───── Extrait ─────

Les blocages actuels au financement de la transition énergétique à l’échelle mondiale

      Malgré la disponibilité des fonds nécessaires à la transition, deux principaux facteurs bloquent son financement : le niveau des dettes et des déficits publics qui freine la relance par l’investissement public ; et l’ordre monétaire international, qui freine l’allocation de l’épargne du Nord vers les pays du Sud.

De plus, les investissements en faveur de la transition énergétique sont encore majoritairement moins rentables (à court terme) que les investissements traditionnels.

La nécessité d’un changement de structure des marchés

La finance et le marché ne répondent pas spontanément au besoin de financement de la transition énergétique. La théorie économique dominante a instauré une croyance dans l’efficience des marchés, tandis que les États dépendent de plus en plus des acteurs privés pour financer leur déficit. Les États sont pourtant indispensables pour réorienter les investissements nécessaires à la transition écologique, dans une situation où les capitaux ne sont pas alloués de manière optimale.

« Il est évident que les marchés financiers « n’allouent pas les capitaux » sur les opérations les plus utiles socialement et qu’ils ne sont pas capables de fournir un cadre stable permettant à l’économie de fonctionner correctement»

───── Matériel fourni ─────

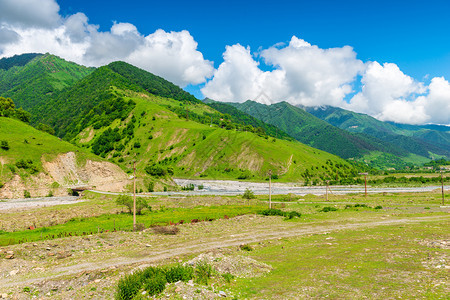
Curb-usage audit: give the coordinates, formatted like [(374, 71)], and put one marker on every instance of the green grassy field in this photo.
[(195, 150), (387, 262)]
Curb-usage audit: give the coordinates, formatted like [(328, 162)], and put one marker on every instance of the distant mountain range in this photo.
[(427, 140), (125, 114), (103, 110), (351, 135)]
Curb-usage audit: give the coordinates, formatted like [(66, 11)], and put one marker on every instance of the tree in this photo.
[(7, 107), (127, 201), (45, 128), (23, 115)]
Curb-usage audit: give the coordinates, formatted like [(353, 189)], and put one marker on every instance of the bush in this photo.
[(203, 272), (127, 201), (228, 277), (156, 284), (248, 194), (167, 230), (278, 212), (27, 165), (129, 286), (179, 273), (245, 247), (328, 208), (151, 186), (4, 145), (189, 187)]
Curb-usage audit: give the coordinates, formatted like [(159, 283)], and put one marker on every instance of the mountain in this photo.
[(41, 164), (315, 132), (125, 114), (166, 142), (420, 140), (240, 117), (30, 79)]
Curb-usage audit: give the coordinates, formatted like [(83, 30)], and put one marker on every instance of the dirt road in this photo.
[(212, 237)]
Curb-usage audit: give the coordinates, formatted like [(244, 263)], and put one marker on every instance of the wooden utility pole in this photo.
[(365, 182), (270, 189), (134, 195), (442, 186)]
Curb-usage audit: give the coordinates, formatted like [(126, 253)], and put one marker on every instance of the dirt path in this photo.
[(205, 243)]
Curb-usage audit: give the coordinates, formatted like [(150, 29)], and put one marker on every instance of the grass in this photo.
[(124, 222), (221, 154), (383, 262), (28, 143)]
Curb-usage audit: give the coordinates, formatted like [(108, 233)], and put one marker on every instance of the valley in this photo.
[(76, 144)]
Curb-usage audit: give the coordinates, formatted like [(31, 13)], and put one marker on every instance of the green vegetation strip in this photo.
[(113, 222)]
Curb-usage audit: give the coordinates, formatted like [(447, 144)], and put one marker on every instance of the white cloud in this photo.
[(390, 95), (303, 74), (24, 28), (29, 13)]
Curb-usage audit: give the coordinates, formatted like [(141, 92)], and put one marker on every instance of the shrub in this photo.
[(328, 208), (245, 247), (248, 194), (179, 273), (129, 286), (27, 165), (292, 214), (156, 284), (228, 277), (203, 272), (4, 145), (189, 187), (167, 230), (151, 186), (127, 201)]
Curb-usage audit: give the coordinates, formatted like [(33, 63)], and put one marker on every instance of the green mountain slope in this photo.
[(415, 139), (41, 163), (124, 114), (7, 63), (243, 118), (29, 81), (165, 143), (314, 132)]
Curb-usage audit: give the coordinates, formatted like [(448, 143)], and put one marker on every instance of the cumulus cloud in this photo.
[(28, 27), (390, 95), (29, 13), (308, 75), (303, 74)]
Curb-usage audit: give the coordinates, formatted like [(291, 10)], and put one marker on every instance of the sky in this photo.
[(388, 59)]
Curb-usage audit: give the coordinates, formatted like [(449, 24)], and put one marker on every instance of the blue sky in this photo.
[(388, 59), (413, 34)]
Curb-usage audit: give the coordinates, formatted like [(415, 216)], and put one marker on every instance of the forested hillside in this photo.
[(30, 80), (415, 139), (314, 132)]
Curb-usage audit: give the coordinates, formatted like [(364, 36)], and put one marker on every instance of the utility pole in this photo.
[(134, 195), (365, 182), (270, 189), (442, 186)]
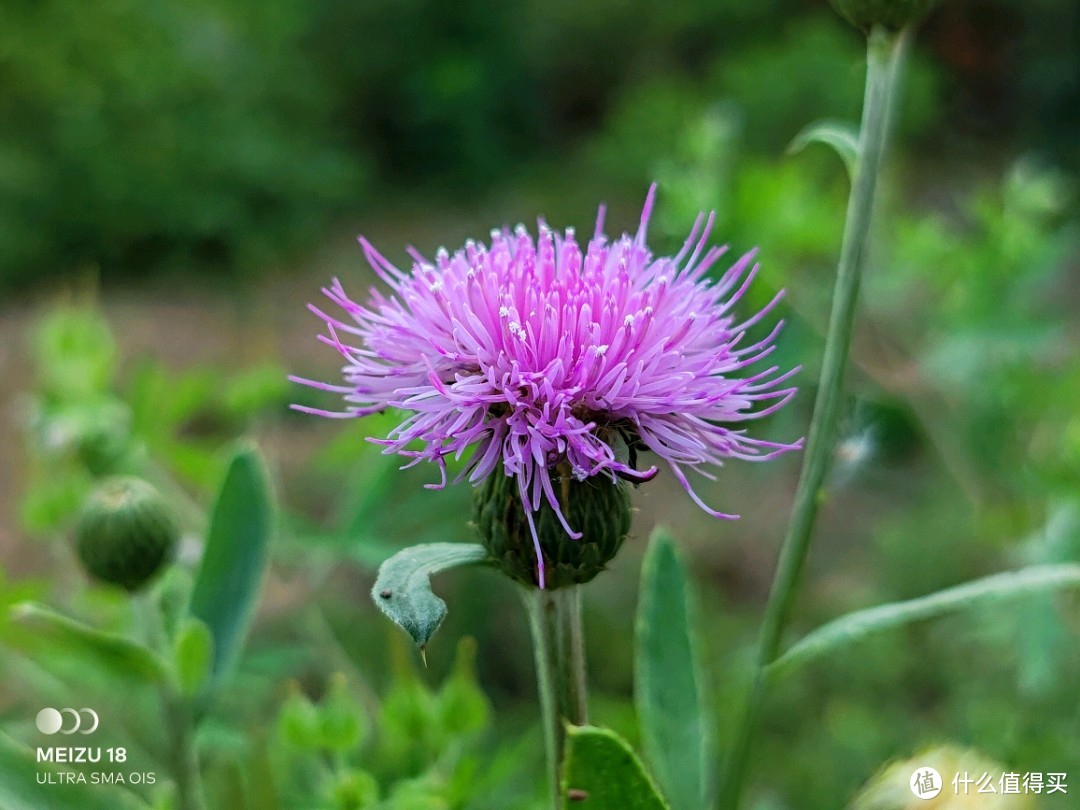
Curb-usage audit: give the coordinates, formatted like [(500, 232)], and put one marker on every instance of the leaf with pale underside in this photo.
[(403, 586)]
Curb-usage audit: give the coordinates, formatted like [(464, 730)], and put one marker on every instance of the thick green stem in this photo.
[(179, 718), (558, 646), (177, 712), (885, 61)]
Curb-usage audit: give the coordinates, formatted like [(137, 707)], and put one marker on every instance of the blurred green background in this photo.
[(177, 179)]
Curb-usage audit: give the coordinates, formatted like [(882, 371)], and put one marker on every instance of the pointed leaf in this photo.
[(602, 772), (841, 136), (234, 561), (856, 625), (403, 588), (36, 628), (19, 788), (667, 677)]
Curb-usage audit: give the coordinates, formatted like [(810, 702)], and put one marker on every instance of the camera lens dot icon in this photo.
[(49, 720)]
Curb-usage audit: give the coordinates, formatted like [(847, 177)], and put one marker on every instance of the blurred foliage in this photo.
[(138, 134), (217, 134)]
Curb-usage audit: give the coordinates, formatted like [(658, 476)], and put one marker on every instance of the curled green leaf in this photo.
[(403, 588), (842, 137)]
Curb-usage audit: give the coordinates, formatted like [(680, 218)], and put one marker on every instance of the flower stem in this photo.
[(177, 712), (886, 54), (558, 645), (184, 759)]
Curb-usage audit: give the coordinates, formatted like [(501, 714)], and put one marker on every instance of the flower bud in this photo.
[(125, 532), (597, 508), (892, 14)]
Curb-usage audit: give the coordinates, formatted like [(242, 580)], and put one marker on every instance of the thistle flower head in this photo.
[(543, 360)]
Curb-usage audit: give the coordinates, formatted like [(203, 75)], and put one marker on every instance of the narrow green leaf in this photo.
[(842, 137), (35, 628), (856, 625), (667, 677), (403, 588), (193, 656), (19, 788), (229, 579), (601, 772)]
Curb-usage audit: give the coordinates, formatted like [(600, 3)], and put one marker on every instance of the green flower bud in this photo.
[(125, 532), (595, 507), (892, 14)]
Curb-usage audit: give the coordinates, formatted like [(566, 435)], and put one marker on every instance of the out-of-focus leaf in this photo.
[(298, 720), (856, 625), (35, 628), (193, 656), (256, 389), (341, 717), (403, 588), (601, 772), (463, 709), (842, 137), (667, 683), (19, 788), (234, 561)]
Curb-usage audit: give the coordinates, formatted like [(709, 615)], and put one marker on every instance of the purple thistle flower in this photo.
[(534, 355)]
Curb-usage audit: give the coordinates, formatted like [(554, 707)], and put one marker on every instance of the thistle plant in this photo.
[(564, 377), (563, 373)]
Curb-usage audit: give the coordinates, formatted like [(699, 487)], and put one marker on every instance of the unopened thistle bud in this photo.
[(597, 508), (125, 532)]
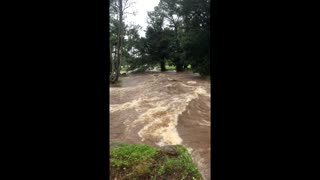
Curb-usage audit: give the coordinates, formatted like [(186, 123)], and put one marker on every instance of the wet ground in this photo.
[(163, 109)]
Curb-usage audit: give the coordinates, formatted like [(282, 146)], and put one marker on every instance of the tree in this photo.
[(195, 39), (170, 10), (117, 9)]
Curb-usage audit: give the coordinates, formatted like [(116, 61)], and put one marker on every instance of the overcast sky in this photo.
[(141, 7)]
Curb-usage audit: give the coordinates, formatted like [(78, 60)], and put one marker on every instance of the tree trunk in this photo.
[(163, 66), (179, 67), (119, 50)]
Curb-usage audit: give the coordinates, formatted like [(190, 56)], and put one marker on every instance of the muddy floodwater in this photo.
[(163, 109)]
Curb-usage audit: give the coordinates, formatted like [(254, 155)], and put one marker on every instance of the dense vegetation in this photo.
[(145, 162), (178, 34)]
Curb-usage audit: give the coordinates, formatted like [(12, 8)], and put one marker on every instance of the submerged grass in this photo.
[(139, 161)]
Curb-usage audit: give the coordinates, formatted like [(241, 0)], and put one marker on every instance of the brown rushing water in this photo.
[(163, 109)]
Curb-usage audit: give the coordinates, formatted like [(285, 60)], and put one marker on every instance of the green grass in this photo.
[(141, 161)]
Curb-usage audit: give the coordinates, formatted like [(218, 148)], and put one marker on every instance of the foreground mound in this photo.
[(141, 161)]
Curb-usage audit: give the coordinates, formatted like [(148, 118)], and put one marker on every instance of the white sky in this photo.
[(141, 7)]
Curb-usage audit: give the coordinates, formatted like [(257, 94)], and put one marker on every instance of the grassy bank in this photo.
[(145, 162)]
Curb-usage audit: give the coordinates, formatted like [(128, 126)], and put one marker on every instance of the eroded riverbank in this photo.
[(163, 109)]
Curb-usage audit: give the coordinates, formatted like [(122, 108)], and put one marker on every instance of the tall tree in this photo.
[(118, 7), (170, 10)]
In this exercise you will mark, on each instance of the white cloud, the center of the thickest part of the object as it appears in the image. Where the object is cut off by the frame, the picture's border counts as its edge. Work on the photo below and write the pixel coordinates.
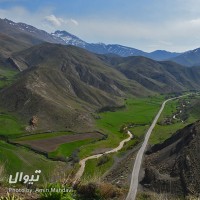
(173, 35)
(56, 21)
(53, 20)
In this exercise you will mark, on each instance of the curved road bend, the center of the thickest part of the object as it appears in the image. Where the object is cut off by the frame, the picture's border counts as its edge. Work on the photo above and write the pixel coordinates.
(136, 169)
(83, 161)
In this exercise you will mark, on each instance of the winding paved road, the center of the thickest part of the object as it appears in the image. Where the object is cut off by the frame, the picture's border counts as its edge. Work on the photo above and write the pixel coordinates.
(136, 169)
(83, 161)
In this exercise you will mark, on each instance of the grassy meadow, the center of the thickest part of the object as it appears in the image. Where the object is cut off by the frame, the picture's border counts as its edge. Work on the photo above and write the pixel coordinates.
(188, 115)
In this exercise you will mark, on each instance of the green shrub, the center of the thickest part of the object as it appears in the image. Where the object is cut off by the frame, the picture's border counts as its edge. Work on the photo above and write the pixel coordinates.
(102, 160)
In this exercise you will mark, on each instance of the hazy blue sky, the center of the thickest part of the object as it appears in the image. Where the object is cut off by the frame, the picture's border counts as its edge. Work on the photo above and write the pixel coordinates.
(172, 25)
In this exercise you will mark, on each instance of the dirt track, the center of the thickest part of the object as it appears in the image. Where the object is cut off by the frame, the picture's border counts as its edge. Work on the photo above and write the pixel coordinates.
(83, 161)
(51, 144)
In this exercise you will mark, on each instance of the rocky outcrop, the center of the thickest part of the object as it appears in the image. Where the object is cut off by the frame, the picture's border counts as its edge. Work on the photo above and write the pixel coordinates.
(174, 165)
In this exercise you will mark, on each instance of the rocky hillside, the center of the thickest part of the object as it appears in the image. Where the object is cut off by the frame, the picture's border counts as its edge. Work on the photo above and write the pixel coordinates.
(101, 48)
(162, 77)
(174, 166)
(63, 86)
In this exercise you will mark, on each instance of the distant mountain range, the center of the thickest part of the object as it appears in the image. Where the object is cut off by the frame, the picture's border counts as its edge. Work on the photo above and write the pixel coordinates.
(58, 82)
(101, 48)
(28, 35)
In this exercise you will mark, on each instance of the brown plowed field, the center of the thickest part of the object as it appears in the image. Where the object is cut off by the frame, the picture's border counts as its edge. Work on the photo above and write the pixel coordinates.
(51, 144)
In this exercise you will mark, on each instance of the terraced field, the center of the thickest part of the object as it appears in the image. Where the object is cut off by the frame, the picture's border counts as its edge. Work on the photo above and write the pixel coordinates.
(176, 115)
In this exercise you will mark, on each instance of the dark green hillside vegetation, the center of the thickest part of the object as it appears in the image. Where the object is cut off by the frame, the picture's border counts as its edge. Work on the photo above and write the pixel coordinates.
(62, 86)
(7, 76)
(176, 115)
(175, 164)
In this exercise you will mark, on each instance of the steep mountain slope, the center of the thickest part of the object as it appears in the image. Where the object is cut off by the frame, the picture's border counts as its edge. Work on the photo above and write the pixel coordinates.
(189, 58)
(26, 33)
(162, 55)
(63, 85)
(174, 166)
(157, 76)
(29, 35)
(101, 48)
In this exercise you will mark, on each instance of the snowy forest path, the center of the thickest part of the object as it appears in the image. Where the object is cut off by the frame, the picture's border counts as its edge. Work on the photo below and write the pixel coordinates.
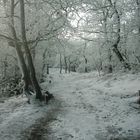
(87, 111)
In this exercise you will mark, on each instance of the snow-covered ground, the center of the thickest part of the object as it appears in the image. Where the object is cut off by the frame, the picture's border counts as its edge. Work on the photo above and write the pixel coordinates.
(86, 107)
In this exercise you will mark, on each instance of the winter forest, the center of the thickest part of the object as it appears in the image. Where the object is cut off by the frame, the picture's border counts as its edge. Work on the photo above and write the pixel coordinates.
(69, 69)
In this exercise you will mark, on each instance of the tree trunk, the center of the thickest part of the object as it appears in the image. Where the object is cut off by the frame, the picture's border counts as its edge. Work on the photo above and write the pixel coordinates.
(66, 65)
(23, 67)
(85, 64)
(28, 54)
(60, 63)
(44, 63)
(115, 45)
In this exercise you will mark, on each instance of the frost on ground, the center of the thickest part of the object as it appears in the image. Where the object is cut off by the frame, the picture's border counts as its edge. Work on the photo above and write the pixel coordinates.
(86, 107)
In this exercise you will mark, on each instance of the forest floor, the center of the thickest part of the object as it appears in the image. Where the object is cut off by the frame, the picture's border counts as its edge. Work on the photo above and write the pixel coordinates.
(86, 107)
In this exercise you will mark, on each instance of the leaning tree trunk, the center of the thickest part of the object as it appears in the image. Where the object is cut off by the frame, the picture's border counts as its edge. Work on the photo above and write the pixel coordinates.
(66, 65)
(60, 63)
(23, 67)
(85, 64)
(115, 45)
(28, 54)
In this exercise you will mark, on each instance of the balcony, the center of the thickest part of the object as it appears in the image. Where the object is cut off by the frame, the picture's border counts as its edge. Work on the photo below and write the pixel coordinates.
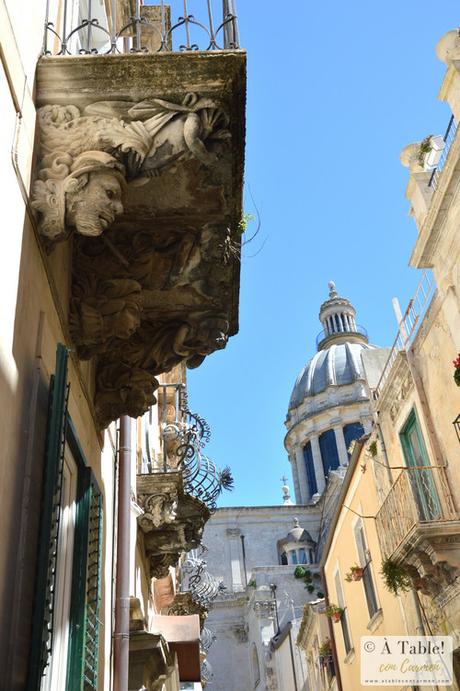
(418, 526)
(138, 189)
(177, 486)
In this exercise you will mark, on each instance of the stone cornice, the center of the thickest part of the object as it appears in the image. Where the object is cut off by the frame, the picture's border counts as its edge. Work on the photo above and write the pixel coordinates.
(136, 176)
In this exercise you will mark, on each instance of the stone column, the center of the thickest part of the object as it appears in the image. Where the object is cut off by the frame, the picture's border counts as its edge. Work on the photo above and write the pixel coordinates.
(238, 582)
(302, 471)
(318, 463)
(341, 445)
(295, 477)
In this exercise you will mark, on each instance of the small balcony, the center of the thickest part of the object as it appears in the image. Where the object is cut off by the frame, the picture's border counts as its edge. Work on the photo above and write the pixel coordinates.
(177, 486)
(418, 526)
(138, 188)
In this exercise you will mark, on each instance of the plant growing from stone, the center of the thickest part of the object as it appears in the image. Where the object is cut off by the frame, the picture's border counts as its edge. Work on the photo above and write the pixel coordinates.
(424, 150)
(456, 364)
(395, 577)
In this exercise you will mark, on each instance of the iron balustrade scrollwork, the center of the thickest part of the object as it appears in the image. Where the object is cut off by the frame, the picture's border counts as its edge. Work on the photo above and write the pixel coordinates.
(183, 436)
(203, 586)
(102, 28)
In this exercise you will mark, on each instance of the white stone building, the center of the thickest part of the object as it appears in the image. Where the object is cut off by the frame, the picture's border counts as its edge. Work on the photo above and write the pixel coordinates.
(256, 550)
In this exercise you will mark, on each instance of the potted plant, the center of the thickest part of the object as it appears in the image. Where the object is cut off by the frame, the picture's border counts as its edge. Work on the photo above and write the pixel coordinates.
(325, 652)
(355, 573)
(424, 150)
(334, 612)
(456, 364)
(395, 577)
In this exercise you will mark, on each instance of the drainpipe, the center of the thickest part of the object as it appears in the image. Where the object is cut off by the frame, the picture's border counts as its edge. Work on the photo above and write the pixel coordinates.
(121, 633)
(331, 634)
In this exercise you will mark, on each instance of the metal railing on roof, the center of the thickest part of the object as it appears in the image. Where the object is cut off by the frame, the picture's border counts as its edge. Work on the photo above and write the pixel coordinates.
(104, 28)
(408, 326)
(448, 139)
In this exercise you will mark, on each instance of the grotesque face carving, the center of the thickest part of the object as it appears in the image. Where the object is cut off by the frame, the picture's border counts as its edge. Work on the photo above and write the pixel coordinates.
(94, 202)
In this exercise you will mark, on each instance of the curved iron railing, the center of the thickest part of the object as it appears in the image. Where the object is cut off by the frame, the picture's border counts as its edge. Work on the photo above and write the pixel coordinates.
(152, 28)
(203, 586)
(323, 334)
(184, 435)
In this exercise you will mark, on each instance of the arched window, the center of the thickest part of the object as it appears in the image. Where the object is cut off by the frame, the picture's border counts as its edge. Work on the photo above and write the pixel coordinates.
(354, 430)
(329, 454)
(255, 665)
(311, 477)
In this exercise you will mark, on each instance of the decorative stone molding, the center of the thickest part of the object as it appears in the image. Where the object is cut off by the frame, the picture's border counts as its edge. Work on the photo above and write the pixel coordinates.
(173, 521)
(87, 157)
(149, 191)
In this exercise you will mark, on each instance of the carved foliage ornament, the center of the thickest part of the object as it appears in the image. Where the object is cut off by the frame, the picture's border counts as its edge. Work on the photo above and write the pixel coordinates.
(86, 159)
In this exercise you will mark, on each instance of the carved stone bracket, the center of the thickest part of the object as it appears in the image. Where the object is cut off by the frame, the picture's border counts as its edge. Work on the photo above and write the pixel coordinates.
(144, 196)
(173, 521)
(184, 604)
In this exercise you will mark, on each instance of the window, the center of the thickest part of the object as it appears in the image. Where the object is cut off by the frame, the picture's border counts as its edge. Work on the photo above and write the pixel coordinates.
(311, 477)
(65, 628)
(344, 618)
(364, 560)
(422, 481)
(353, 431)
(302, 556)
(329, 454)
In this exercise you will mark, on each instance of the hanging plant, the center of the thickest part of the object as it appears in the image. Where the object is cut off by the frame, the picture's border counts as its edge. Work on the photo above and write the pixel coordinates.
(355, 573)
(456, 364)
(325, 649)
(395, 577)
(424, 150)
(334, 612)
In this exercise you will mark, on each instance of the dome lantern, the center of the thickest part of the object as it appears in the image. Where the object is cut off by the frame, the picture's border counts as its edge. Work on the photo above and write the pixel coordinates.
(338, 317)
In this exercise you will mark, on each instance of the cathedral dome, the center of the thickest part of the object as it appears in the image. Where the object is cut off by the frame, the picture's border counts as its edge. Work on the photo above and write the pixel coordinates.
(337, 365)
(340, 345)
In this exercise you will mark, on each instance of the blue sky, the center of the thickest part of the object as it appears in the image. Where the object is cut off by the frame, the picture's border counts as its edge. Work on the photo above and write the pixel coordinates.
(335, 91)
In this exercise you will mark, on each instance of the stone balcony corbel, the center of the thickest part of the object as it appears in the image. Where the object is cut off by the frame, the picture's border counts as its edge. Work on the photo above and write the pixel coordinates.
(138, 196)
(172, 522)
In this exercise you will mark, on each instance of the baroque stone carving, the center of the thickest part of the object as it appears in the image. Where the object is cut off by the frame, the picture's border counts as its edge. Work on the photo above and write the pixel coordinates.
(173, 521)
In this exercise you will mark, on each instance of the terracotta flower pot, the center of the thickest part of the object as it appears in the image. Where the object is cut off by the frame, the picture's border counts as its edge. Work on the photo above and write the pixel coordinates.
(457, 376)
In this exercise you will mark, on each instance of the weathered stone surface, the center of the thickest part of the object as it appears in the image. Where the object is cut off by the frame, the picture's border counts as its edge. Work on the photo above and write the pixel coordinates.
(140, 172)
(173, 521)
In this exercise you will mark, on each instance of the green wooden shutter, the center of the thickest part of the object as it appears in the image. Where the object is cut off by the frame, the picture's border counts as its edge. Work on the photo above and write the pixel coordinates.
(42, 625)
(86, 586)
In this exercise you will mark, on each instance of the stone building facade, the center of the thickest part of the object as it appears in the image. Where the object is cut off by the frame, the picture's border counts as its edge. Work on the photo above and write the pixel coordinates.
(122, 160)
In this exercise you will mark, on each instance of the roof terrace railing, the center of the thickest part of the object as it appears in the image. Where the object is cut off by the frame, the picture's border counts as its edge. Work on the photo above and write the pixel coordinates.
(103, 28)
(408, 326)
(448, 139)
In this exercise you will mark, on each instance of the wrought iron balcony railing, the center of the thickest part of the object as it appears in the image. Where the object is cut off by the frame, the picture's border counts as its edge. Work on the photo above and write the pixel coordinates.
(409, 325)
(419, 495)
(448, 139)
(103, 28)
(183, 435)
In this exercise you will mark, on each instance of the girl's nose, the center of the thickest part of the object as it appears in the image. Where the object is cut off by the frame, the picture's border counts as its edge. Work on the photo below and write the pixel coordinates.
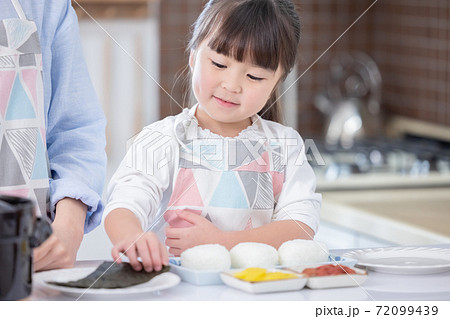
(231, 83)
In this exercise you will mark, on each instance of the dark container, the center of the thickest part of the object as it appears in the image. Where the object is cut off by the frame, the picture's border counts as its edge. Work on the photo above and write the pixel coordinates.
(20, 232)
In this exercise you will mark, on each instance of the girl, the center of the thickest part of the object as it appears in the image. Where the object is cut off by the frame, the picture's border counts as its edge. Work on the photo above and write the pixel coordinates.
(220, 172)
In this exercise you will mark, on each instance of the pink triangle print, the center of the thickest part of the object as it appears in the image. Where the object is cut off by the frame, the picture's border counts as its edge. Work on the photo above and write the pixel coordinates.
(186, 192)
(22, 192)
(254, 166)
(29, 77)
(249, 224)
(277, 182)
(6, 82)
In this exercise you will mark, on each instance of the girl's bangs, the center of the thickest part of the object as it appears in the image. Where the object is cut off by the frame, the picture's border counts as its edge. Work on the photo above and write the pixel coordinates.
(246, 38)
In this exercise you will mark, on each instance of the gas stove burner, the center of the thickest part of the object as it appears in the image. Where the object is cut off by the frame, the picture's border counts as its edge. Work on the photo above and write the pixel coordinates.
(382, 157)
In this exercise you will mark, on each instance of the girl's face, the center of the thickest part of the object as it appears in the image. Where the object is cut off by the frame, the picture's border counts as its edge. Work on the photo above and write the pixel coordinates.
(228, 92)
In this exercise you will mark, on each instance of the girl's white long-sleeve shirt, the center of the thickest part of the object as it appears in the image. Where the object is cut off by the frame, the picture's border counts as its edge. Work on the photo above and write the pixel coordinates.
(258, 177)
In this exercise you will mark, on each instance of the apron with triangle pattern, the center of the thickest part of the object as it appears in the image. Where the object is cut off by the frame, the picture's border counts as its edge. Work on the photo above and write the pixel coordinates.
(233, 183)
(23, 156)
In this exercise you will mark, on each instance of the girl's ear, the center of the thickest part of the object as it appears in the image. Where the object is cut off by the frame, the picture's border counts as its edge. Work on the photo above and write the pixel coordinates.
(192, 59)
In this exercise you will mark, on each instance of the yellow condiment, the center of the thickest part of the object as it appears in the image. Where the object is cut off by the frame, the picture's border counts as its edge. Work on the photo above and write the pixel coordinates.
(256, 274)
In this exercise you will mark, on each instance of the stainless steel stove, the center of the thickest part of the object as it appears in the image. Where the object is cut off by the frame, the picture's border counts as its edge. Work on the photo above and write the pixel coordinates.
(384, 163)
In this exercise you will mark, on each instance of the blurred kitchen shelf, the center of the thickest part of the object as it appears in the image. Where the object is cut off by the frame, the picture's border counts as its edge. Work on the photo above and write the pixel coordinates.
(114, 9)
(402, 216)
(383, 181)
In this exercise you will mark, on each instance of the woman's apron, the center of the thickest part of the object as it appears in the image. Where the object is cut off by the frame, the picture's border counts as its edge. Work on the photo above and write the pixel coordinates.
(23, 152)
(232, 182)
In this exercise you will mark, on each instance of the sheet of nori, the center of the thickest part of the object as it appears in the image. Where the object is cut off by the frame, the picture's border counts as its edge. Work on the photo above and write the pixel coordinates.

─────

Consigne 1 → Énumérez tous les freins au financement de la transition énergétique que l'extrait cite dans ses deux premiers paragraphes.
Consigne 2 → Rédigez la suite de l'extrait sur le financement de la transition énergétique.
Le matériel fourni provient d'une autre source que l'extrait.

Réponse attendue 1 →
- Le niveau des dettes et des déficits publics, qui freine la relance par l'investissement public.
- L'ordre monétaire international, qui freine l'allocation de l'épargne du Nord vers les pays du Sud.
- La rentabilité à court terme des investissements en faveur de la transition énergétique, encore majoritairement inférieure à celle des investissements traditionnels.

Réponse attendue 2 →
Financer la transition énergétique, Alain Grandjean et Mireille Martini

Cela est notamment révélé par les crises financières à répétition. Le crédit et la dette ont disparu des modèles d’économie générale néoclassique, car tout déséquilibre peut, selon cette théorie, être résolu par l’ajustement des prix. D’un point de vue comptable, les dettes des uns étant les créances des autres, dettes et créances s’annulent globalement dans le système. On voit donc bien que les crises financières qui ont traversé nos économies ces dernières décennies ne peuvent être expliquées par une telle théorie néoclassique qui occulte la possibilité de crises durables et globales.

Malgré ces freins, quel est l’intérêt pour le secteur financier de financer la transition énergétique ?

      Les acteurs financiers ont intérêt à participer à la transition. En effet, ils vont être amenés à faire face à un triple risque : un risque physique lié aux conséquences du dérèglement climatique, un risque de transition lié à la perte de valeur des titres d’entreprises dépendantes des énergies fossiles ; et un risque de responsabilité, les victimes futures exigeant des réparations de la part des acteurs qui «savaient ».

La place de l’État dans le financement de la transition énergétique

      Il est nécessaire que l’État mette en place une politique d’orientation de l’épargne vers les investissements de la transition énergétique et écologique. Elle comprendrait notamment des investissements publics et un encadrement de la création monétaire et du crédit pour créer les conditions de stabilité nécessaire à l’investissement de long terme.

      Les deux actions majeures à mener par l’État, selon Grandjean et Martini, sont donc un programme d’investissement d’une part, et la régulation du système bancaire et financier d’autre part. En effet, seul l’État peut créer un tel cadre de planification à long terme et mettre en place de nouveaux indicateurs de suivi et de risques. Cela permettrait de réorienter l’épargne et le crédit vers l’économie réelle.

Par ailleurs, il est indispensable de faire de la transition énergétique et écologique un projet de société, puisqu’il concerne toutes les parties prenantes.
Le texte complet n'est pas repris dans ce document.